_TASK TO CARRY OUT_: Skip the pictures and quote all of the lines exactly.

[begin DATASET EXCERPTS]

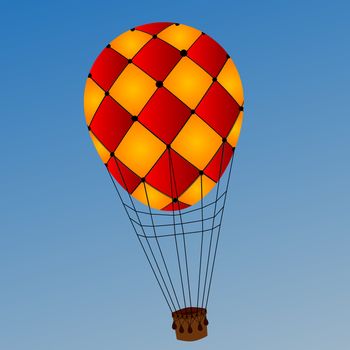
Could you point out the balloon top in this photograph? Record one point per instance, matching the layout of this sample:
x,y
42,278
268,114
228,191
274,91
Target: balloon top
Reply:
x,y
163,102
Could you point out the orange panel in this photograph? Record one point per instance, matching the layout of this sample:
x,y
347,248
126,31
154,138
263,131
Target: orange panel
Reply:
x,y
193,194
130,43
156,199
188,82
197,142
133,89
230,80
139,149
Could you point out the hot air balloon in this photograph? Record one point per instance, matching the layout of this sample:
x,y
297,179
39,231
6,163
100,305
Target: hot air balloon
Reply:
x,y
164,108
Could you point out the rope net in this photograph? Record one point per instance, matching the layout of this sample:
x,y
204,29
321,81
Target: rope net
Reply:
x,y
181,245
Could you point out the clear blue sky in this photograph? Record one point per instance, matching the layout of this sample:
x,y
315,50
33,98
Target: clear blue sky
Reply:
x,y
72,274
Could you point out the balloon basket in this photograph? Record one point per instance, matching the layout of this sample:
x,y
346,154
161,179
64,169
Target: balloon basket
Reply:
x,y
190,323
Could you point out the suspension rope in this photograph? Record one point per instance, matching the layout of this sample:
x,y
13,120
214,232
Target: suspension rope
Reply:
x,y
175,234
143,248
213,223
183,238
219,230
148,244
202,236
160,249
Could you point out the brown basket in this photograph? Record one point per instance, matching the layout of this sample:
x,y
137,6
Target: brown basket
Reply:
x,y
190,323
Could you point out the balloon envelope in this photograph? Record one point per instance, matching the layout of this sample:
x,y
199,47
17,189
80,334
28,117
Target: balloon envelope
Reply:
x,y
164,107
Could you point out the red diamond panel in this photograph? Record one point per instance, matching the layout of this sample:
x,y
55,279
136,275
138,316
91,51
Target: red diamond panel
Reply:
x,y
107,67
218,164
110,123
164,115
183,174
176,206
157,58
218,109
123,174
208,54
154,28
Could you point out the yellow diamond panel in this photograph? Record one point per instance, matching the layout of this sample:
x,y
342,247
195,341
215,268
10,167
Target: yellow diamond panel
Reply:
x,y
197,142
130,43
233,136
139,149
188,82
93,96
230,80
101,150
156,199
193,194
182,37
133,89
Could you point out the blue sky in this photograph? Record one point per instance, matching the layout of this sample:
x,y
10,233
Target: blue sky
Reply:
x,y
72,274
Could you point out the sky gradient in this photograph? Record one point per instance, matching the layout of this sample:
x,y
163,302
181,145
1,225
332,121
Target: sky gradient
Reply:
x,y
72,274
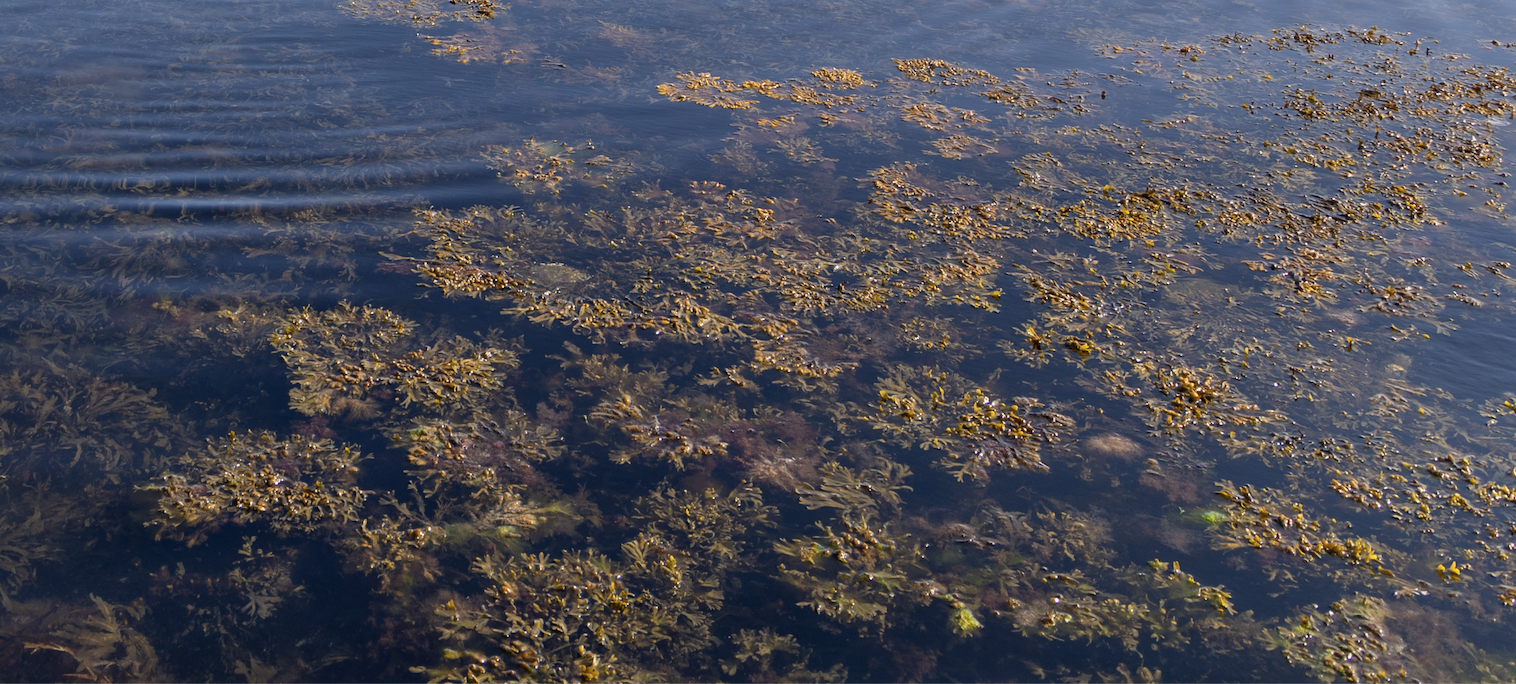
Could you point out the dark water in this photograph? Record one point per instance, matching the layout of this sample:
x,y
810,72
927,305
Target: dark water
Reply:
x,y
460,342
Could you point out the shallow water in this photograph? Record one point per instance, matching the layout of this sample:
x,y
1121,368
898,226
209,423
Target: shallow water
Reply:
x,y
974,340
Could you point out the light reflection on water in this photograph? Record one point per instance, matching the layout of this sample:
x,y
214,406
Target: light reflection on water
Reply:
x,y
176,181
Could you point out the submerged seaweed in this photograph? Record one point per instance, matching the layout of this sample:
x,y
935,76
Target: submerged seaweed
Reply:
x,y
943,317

[end DATASET EXCERPTS]

_WORKED ANSWER_:
Could you point out the balloon top in this photograph? Record one point per instance, matching the layout of this sample:
x,y
42,278
268,114
228,191
274,91
Target: balloon top
Reply:
x,y
163,102
Could you point out the orange panel in this photograph? Record one point per instance, matching the layout of this sample:
x,y
347,248
126,31
154,138
263,131
Target: orange panel
Reply:
x,y
193,194
130,43
156,199
188,82
197,142
133,89
230,80
139,149
Could you point out the hot air balloon in this photograph? Record one point per instance, matching the layout of this sample:
x,y
297,179
39,231
6,163
100,305
Target: hot air balloon
Reply:
x,y
164,108
Could you point out the rope net in this photograph? Record one point per instance, matching the layout of this sample:
x,y
204,29
321,81
Target: rope net
Reply:
x,y
181,245
Could you point out the clear blue sky in this photograph? Record one point per instance, matching the layout of this sample:
x,y
315,50
33,98
Target: clear blue sky
Reply:
x,y
72,274
Could you point out the balloon basket in this photograph? Record one point per instance, matching the layout of this sample:
x,y
346,154
161,179
64,169
Target: balloon basket
Reply:
x,y
190,323
Could you point out the suspension rope in this photograph? Record one point per instance, matching the layout of this sample:
x,y
13,120
214,232
Target: suspension rope
Reply:
x,y
175,234
143,248
213,223
183,238
219,230
148,244
202,236
160,249
Could you point out the brown basket in this photograph? Record one point per instance, matching the layout of this sample:
x,y
137,6
Target: brown basket
Reply:
x,y
190,323
Could you point out the balloon envelope in this photograph? Record one point per instance, matching the layout of this sample:
x,y
199,47
17,189
80,334
28,117
Target: balloon envelope
Reply:
x,y
164,107
Could you point out the red diamond panel in this photograph? Record one point per instance, matching the layout of this sample:
x,y
55,279
136,275
138,316
91,51
Target: red diamond panel
Reply:
x,y
107,67
218,164
110,123
164,115
183,174
176,206
157,58
218,109
123,174
208,54
154,28
Could you point out the yellow diamond panel in this photograph? Record one point per instance, matching the layout of this sample:
x,y
342,247
195,341
215,268
10,167
Target: yellow diamond panel
Reply:
x,y
197,142
130,43
233,136
139,149
188,82
93,96
230,80
101,150
156,199
193,194
182,37
133,89
Could you point out the blue sky in this photograph? Record one point per instance, matching the layout of this sample:
x,y
10,233
Target: blue sky
Reply:
x,y
72,274
Could you point out the sky gradient in this photograph? Record one point per instance, matching the layout of this sample:
x,y
163,302
181,145
1,225
332,121
Target: sky gradient
Reply:
x,y
72,274
Could you point out the dark water in this photograph? Record one point per instance, matching the layout of this sample:
x,y
810,72
927,305
Target: dark water
Reply:
x,y
460,342
Could you point out the shallow water in this photograph? Record one point per instance, matching the layout of this sample:
x,y
1121,368
898,226
209,423
Target: shallow water
Reply:
x,y
974,340
Could you point out the light reflection on water in this photograph? Record one point per instance, matching the layout of this sample:
x,y
214,406
Target: light reflection on water
Reply:
x,y
176,181
Could you point out the submerged seaweed in this photograph? Record one point per instance, matching the layout of this sample:
x,y
935,76
Target: submerged seaweed
Reply:
x,y
943,317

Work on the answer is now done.